List of tasks:
a – From the article on How He Lied to Her Husband, list the actors of the original 1905 London cast, with the role each played.
b – According to the article on How He Lied to Her Husband, over how many days did Shaw write the play?
c – Please pick up the article on How He Lied to Her Husband after its last sentence and carry the plot summary forward.

Excerpt:
** start **

How He Lied to Her Husband explained

How He Lied to Her Husband
Genre:comedy of manners
Setting:A flat in Cromwell Road, London
Subject:A poet falls in love with a married woman
Premiere:26 September 1904
Place:New York, Berkeley Lyceum
Orig Lang:English

How He Lied to Her Husband is a one-act comedy play by George Bernard Shaw, who wrote it, at the request of actor Arnold Daly, over a period of four days while he was vacationing in Scotland in 1904. In its preface he described it as "a sample of what can be done with even the most hackneyed stage framework by filling it in with an observed touch of actual humanity instead of with doctrinaire romanticism." The play has often been interpreted as a kind of satirical commentary on Shaw's own highly successful earlier play Candida (which one of the characters gets tickets to see).

It was first performed by Daly in New York as a curtain raiser for The Man of Destiny. The original 1905 London cast were Harley Granville-Barker as Henry Apjohn, A. G. Poulton as Teddy Bompas, and Gertrude Kingston as Aurora Bompas.[1]

Characters

Plot

The three-character play is set in the drawing room of a flat located on Cromwell Road in London. Shaw describes Henry Apjohn as "a very beautiful youth, moving as in a dream, walking as on air," while Aurora Bompas has "an air of being a young and beautiful woman but as a matter of hard fact, she is, dress and pretensions apart, a very ordinary South Kensington female of about 37, hopelessly inferior in physical and spiritual distinction to the beautiful youth." The third character is Aurora's husband Teddy, "a robust, thicknecked, well groomed city man, with a strong chin but a blithering eye and credulous mouth."

Aurora is distressed because she has misplaced some poems, in which she is identified by name, written for her with declarations of love by the impetuous Henry. She suspects her sister-in-law Georgina stole them from her workbox and is concerned she will read them to Aurora's husband Teddy.

** end **

Entries shown:
** start **

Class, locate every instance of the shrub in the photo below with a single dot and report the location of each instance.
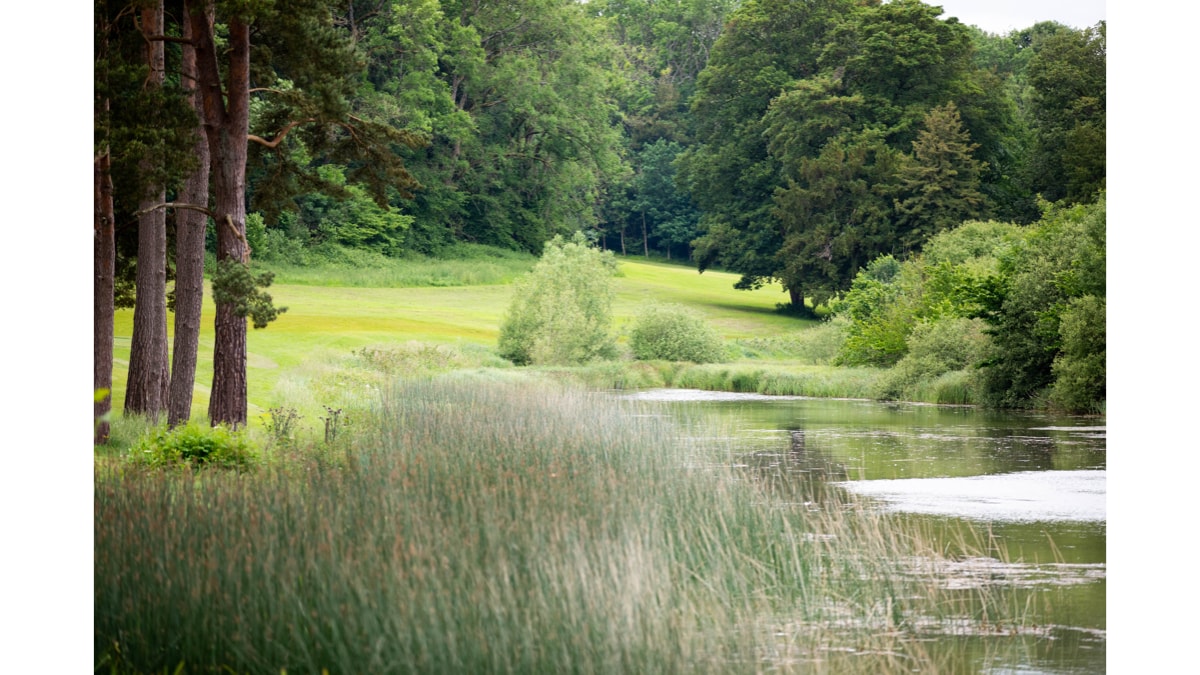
(562, 311)
(882, 306)
(199, 446)
(1079, 369)
(673, 333)
(935, 348)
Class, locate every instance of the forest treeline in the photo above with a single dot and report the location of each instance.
(790, 142)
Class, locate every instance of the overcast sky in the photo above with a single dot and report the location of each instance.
(1002, 16)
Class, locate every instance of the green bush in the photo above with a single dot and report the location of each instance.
(562, 311)
(1079, 369)
(198, 446)
(677, 334)
(882, 306)
(935, 348)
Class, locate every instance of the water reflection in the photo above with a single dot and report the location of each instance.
(1032, 487)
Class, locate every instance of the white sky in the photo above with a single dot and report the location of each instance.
(1002, 16)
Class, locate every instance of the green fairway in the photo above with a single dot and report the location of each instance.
(324, 323)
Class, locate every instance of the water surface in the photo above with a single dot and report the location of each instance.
(1032, 485)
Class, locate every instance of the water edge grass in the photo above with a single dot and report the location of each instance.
(508, 527)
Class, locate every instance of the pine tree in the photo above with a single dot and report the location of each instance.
(940, 184)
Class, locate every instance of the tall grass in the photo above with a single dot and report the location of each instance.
(507, 527)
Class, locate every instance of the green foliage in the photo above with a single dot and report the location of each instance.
(934, 348)
(354, 219)
(940, 184)
(1068, 77)
(819, 345)
(562, 311)
(888, 299)
(882, 306)
(1024, 303)
(234, 284)
(675, 333)
(1079, 369)
(199, 446)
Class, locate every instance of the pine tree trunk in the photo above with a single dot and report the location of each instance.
(190, 226)
(646, 239)
(227, 126)
(796, 297)
(105, 270)
(148, 377)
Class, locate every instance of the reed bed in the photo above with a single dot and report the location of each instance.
(510, 527)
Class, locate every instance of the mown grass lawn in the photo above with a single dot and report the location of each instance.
(327, 321)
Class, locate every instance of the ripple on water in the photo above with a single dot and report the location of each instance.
(1024, 496)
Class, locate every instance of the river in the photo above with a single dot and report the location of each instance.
(1031, 485)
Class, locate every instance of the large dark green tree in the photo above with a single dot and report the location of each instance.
(767, 46)
(802, 131)
(1067, 75)
(939, 185)
(301, 88)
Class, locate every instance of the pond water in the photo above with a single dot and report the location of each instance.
(1032, 484)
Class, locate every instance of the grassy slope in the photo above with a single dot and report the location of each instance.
(322, 320)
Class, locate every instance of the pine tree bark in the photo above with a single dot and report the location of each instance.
(105, 270)
(148, 386)
(190, 230)
(227, 126)
(796, 297)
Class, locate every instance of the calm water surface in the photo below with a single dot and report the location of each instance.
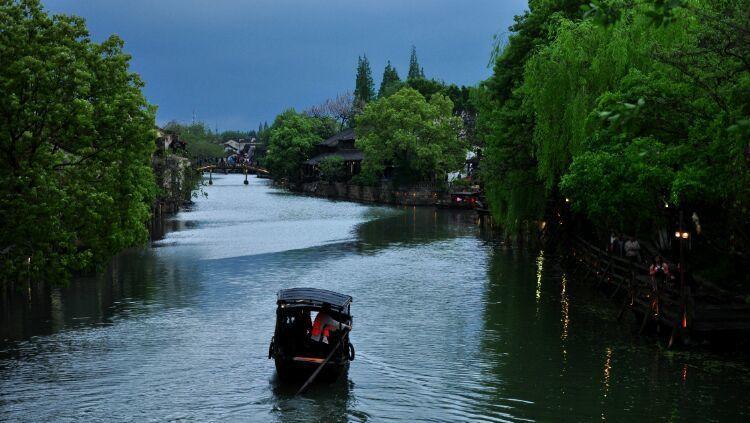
(449, 325)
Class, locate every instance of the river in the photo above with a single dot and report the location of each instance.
(449, 325)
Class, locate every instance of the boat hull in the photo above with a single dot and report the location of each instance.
(291, 370)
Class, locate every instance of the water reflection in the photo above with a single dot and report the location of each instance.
(450, 325)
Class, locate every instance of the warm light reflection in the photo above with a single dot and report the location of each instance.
(607, 370)
(565, 308)
(539, 270)
(684, 373)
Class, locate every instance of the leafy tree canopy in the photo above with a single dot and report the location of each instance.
(415, 71)
(420, 139)
(76, 138)
(291, 141)
(364, 88)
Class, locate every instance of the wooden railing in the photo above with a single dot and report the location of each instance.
(684, 309)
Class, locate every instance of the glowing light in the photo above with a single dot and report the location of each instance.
(607, 370)
(539, 270)
(565, 308)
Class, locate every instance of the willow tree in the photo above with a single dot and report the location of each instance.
(76, 137)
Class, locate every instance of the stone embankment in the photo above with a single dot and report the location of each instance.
(415, 196)
(175, 180)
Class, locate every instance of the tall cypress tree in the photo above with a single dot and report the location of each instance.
(415, 71)
(390, 79)
(364, 89)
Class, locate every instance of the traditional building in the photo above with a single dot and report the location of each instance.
(168, 140)
(339, 145)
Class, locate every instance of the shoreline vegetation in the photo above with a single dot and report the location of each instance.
(627, 117)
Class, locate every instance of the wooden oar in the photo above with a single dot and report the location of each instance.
(315, 373)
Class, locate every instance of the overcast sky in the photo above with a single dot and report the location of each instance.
(237, 63)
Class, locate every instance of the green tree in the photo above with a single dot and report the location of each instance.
(332, 169)
(415, 71)
(391, 81)
(76, 139)
(420, 139)
(505, 123)
(364, 88)
(291, 141)
(201, 142)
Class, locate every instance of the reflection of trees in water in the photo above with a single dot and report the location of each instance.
(555, 343)
(129, 283)
(323, 402)
(415, 226)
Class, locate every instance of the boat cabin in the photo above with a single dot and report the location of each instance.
(295, 348)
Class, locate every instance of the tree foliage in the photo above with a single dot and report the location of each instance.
(632, 109)
(201, 142)
(391, 81)
(76, 138)
(420, 139)
(340, 108)
(364, 87)
(291, 141)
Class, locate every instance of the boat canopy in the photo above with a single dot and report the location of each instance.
(314, 297)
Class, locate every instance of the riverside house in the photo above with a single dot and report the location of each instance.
(341, 145)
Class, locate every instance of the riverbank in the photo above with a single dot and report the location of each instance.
(416, 196)
(175, 180)
(450, 324)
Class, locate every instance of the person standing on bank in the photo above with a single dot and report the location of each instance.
(633, 250)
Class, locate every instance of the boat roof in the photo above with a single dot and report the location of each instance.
(313, 296)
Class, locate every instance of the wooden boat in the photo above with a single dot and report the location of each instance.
(296, 354)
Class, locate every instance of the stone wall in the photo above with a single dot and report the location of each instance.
(175, 180)
(382, 194)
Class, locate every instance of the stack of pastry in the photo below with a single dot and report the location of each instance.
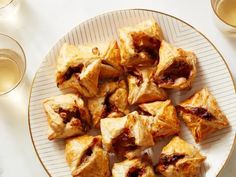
(121, 91)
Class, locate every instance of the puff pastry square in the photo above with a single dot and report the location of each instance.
(77, 70)
(138, 167)
(126, 136)
(86, 157)
(177, 67)
(180, 159)
(140, 44)
(202, 114)
(142, 88)
(111, 101)
(67, 116)
(161, 118)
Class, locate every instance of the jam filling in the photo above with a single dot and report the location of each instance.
(135, 172)
(67, 115)
(138, 76)
(73, 70)
(124, 143)
(176, 70)
(88, 153)
(145, 44)
(166, 160)
(198, 111)
(143, 112)
(109, 108)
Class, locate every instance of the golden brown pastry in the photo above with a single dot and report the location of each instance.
(86, 157)
(139, 44)
(161, 118)
(202, 114)
(108, 53)
(111, 101)
(180, 159)
(110, 59)
(177, 67)
(67, 116)
(142, 89)
(126, 136)
(77, 70)
(138, 167)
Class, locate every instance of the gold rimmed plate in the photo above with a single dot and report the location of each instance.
(212, 73)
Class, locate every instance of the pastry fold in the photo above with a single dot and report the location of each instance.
(139, 44)
(111, 101)
(81, 67)
(160, 117)
(202, 114)
(177, 67)
(126, 136)
(138, 167)
(180, 159)
(67, 116)
(86, 158)
(78, 71)
(142, 88)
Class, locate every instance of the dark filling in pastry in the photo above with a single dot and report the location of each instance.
(137, 75)
(176, 70)
(73, 70)
(124, 143)
(135, 172)
(166, 160)
(67, 115)
(108, 106)
(88, 153)
(143, 112)
(147, 45)
(198, 111)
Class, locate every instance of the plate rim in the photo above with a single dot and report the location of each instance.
(112, 11)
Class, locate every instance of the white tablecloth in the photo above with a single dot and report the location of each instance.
(39, 24)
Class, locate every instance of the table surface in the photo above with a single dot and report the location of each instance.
(39, 24)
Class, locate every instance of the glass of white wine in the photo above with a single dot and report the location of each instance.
(12, 64)
(225, 14)
(8, 8)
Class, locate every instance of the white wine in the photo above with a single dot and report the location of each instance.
(226, 10)
(10, 73)
(3, 3)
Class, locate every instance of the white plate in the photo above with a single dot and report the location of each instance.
(212, 73)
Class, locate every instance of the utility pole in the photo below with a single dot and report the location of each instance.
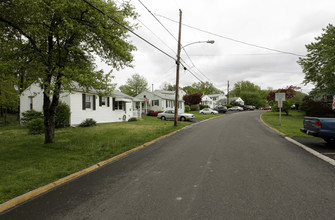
(228, 93)
(177, 74)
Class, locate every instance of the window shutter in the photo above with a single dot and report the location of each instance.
(84, 100)
(94, 107)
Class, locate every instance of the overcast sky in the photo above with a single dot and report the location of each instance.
(284, 25)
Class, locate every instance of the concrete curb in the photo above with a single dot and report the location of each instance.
(36, 192)
(309, 150)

** end **

Answer set:
a –
- Harley Granville-Barker as Henry Apjohn
- A. G. Poulton as Teddy Bompas
- Gertrude Kingston as Aurora Bompas

b – Four days.

c –
Henry suggests they confront Teddy with the truth, "quietly, hand in hand" and depart – "without concealment and subterfuge, freely and honestly, in full honor and self-respect" – for their planned evening at the theatre. (Henry has purchased tickets for Candida – the popular Shaw comedy which Henry and Aurora's situation closely resembles – because Lohengrin was sold out.) The two engage in a discussion about the merits of revealing their affair until Teddy arrives and confronts Henry with his poetry.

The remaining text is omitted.